→ Task description:
Below are the records; give again exactly the line with "Within each <instance>", the line with "negative clicks: (181, 131) (96, 115)", and each line that lies between them, and nothing besides.

→ Listed records:
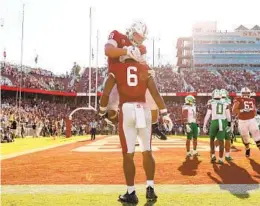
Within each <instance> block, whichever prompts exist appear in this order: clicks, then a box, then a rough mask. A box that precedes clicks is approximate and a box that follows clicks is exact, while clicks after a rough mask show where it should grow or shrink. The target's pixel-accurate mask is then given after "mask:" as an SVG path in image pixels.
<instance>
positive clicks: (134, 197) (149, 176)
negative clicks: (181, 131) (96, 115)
--
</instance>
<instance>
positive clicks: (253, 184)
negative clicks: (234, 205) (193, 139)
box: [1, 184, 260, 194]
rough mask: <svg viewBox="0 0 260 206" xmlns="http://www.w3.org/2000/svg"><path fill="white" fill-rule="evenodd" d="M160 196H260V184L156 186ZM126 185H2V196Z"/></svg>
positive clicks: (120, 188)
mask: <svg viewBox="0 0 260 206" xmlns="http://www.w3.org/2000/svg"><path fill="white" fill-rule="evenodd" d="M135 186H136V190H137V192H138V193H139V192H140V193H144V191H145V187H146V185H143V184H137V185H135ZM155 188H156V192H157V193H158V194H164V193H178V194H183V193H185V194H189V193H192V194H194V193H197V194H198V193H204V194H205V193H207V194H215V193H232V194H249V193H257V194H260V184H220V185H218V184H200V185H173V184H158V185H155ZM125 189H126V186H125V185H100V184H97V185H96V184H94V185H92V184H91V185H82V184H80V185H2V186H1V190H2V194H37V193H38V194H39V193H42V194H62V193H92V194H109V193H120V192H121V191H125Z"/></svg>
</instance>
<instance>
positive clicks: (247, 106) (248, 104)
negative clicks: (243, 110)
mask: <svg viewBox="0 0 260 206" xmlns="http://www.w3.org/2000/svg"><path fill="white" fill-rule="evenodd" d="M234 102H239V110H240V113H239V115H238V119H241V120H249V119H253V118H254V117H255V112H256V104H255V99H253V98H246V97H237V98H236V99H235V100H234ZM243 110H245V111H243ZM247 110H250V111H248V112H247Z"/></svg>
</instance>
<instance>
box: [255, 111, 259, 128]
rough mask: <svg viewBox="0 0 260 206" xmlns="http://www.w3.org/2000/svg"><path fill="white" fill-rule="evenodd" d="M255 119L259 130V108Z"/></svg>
* * *
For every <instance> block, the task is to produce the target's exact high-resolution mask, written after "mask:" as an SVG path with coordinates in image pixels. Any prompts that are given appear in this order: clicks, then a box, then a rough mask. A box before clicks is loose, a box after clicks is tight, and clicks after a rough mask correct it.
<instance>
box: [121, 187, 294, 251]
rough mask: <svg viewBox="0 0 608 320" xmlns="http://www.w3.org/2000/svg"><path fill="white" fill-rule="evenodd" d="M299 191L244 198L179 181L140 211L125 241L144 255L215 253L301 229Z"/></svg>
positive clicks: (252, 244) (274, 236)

→ Response below:
Within each <instance> block, whichever prompts exist appear in this order: clicks, then a box, then a rough mask. A box that precedes clicks is approximate and a box that follows clicks is exact, while clicks after a rough mask show where it should grow or shrink. The target's pixel-accurate mask is then given after "mask:" as an SVG path in image pixels.
<instance>
positive clicks: (134, 197) (149, 176)
negative clicks: (181, 131) (96, 115)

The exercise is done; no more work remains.